STATED EXERCISE
Everything in the listing except the pictures should be written out exactly.

DATA FOR THIS EXERCISE
"""

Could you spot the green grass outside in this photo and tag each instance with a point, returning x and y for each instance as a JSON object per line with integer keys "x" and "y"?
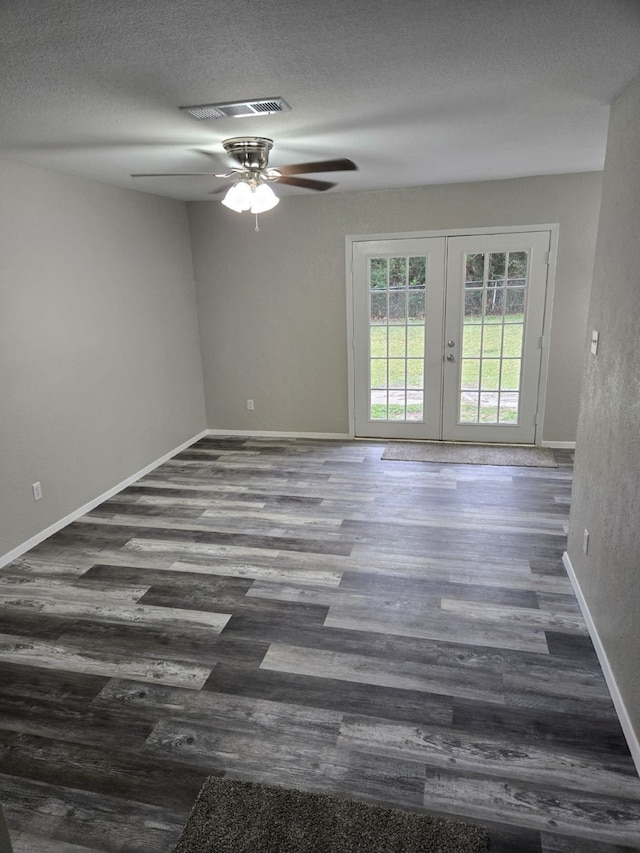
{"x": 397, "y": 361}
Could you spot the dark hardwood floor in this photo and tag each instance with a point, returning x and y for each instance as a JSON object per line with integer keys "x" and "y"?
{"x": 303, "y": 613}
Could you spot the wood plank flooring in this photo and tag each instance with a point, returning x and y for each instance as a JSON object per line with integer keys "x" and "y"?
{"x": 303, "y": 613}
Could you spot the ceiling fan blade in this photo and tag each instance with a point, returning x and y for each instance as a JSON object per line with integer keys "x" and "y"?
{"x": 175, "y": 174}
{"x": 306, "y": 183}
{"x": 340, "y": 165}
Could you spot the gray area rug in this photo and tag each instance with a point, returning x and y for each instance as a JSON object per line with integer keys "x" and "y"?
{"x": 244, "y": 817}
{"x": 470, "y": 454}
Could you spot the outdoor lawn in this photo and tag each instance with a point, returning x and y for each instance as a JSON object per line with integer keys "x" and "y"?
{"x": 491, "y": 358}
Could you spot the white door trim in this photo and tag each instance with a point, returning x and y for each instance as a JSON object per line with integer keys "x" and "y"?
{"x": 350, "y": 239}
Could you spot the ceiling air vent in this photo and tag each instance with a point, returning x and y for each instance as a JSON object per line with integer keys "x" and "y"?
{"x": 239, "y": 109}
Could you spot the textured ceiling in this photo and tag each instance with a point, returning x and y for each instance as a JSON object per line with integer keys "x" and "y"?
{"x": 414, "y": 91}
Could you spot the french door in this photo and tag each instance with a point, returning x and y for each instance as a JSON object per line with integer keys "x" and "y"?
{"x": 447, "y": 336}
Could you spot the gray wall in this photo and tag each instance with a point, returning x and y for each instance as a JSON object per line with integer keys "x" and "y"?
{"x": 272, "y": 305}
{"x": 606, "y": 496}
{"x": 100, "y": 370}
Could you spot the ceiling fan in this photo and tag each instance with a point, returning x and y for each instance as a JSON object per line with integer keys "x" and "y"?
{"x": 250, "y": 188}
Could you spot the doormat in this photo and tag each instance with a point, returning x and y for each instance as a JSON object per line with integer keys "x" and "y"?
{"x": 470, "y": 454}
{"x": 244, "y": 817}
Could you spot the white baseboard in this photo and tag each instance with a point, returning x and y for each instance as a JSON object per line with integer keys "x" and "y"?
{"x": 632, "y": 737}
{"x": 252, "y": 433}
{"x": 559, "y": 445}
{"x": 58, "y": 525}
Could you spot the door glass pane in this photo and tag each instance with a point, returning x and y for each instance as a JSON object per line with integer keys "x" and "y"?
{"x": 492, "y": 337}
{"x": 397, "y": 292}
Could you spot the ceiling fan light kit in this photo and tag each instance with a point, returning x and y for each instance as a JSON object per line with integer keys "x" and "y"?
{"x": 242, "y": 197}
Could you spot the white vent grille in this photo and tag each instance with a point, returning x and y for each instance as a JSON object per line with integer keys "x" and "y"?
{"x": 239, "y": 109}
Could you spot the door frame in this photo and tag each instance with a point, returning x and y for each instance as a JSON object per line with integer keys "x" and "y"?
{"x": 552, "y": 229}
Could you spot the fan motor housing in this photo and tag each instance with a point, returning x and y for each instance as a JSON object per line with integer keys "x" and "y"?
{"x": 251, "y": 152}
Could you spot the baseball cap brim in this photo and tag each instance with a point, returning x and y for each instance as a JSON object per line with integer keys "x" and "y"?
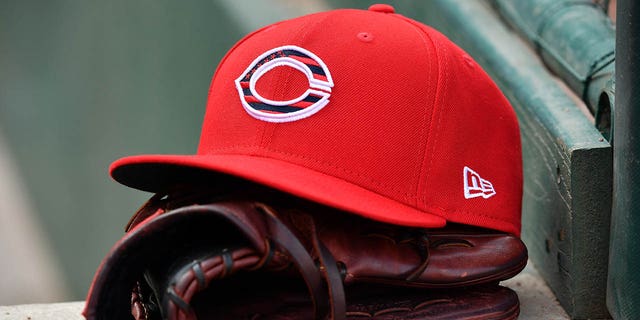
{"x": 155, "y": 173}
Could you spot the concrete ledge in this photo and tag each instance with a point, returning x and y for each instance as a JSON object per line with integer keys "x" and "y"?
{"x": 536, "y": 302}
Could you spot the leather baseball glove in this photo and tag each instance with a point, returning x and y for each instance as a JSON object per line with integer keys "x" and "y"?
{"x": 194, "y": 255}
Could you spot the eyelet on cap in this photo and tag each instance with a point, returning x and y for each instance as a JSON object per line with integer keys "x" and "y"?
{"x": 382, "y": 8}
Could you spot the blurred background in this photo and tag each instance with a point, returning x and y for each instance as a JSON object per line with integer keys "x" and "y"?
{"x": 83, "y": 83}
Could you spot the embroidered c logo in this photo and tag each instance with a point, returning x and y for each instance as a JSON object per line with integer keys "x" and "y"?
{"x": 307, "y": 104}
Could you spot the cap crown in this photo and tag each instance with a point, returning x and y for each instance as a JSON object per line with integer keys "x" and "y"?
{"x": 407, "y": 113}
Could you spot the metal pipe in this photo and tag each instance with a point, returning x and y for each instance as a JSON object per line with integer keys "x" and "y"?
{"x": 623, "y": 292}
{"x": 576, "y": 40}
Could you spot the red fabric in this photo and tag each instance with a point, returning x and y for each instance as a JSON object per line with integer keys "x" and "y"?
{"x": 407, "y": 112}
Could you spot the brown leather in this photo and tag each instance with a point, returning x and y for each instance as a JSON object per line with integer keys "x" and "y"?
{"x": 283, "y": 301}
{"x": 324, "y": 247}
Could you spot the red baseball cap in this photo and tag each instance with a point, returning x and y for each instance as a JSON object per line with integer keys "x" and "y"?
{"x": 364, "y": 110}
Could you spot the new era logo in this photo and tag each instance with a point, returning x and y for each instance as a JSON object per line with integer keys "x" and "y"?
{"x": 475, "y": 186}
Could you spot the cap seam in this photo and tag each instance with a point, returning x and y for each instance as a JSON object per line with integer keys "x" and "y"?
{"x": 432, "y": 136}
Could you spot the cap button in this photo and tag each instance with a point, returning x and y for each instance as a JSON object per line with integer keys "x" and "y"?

"""

FINISHED TASK
Could you spot the green grass outside in this photo and tag each instance with a point, returning x and y for each instance as a JSON object per line with integer keys "x" and "y"?
{"x": 397, "y": 361}
Could you spot the dark hardwood floor in this photo and tag each instance with a point, returning x and y for each instance as a JSON object per line with integer keys "x" and "y"?
{"x": 303, "y": 613}
Could you spot the wood plank flooring in this photo and tag each instance with a point, returning x and y for each instance as a JSON object per line with integer keys "x" and "y"?
{"x": 303, "y": 613}
Could you spot the ceiling fan blade in this photo and tag each instance with a point, returning x and y for each instance as a JSON object per line with integer keys "x" and "y"?
{"x": 175, "y": 174}
{"x": 306, "y": 183}
{"x": 340, "y": 165}
Could you spot the gray area rug in this photo and tag each instance with a point, returning x and y for each instance as a JSON object per line with integer keys "x" and "y"?
{"x": 244, "y": 817}
{"x": 470, "y": 454}
Could you spot the outdoor lawn in this photo and tag each instance with a point, returning x and y for each instance as a JSON object per line with integer keys "x" and "y"?
{"x": 491, "y": 358}
Could you spot the white door trim in this photo and tag each instance with a point, returning x and y for each instance as a JSON object per line with integer keys "x" and "y"?
{"x": 350, "y": 239}
Could you spot the ceiling air vent in this photo and tag each instance with a point, returning x and y for each instance as a JSON object per line with integer keys "x" and "y"?
{"x": 239, "y": 109}
Could you spot the textured ceiling in this photo and tag each instance with a point, returning x and y for each instance as a JSON object per line with integer keys "x" and "y"?
{"x": 414, "y": 91}
Could you spot the french door in this photo and tag each instance with a point, returning x and y for each instance as a JSON object per line with integer keys "x" and "y"?
{"x": 447, "y": 336}
Could you spot the gray wall in this photo and tag each instance with a point, returning x and y for each instance as a JSON object per line with integer keys "x" and "y"?
{"x": 272, "y": 305}
{"x": 606, "y": 496}
{"x": 100, "y": 370}
Could you spot the ceiling fan in this photo and tag each instance with a point, returning x and y for each instance as a JSON object per line with integer keys "x" and "y"?
{"x": 250, "y": 188}
Could you spot the doormat in this photo and tag each instance with a point, returning x and y for each instance as a JSON object per line with integer keys "x" and "y"?
{"x": 470, "y": 454}
{"x": 244, "y": 817}
Could you spot the white baseboard in this photo and tag each instance with a point, returning x and y for each instance as a JSON object per line with integer keys "x" and "y"?
{"x": 632, "y": 737}
{"x": 252, "y": 433}
{"x": 559, "y": 445}
{"x": 58, "y": 525}
Could you spot the door glass pane in this photo and tag each instance with a point, returning x and y for each instance as a JSON object per line with integer keys "x" and "y"?
{"x": 492, "y": 337}
{"x": 397, "y": 292}
Could you spot the ceiling fan light kit in this photo and tag each instance with a point, returning x and y for each instance as a JSON object per line with integer keys "x" and "y"?
{"x": 242, "y": 197}
Could you spot the white vent grille in this photo and tag each instance with a point, returning x and y for each instance as a JSON object per line with integer keys "x" and "y"?
{"x": 239, "y": 109}
Could you spot the door frame in this photo and tag each instance with a point, returning x and y for each instance as a JSON object per line with integer keys "x" and "y"?
{"x": 552, "y": 229}
Could you spot the fan motor housing in this photo and tag each instance with a point, returning x and y for each instance as a JSON object per line with integer keys "x" and "y"?
{"x": 251, "y": 152}
Could you spot the baseball cap brim in this photo and tag each instance with a point, returning x and y for each instance as a JSON object per line with integer keys "x" and "y"?
{"x": 155, "y": 173}
Could you spot the concrete ledge in this photo and tag each instance with a point, returning x and y for each instance as a JSON object per line with integer keys "x" and "y"?
{"x": 536, "y": 302}
Could you spot the leather baseball glove in this photo and tag each instance with a point, returning x and y for each instance as a JSON object per line with integer keys "x" and "y"?
{"x": 194, "y": 255}
Could you spot the eyelet on cap in this photo and tag each instance with a point, returning x and y for each instance as a JSON object per line with integer keys "x" and "y"?
{"x": 382, "y": 8}
Could you spot the blurred background in this photo and tag each instance with a point, returning x and y for each instance as a JSON object per line with integer keys "x" and "y"?
{"x": 83, "y": 83}
Could you spot the embroidered c logo in this photo and tag each instance with a point, returning x and y for each instance as a JSON object per line with integer keys "x" and "y"?
{"x": 307, "y": 104}
Could you spot the cap crown in this photo and tag each instance with a point, returning x and y for each instance as a JSON object per line with integer keys "x" and "y"?
{"x": 407, "y": 113}
Could you spot the metal pipe in this photo and tag each instance with a point, returning x and y for each instance as a JSON object per line with integer keys "x" and "y"?
{"x": 623, "y": 292}
{"x": 576, "y": 40}
Could you spot the red fabric in this photo and tag each instance with a point, returning x and y for each instance as a JSON object per line with integer keys "x" and "y"?
{"x": 407, "y": 112}
Could you spot the brown leather in this photo and tag each instance with a point, returning x and y for each instance as a JSON object per line with integer keys "x" and "y"?
{"x": 283, "y": 301}
{"x": 324, "y": 247}
Could you spot the red baseball cap in this photo and tag each instance with a point, returning x and y for each instance as a JSON object per line with integer keys "x" and "y"?
{"x": 364, "y": 110}
Could you spot the new era logo in this photo and tag each instance with a point, returning x and y for each instance as a JSON object per line with integer keys "x" and "y"?
{"x": 475, "y": 186}
Could you spot the cap seam in this photo and tag each instance with a point, returning x and y for each instance as a JSON object per line with integer keys "x" and "y"?
{"x": 432, "y": 136}
Could you spot the cap button in this photo and tag each instance with a point, returning x and y for each instance as a JSON object per line with integer keys "x" and "y"?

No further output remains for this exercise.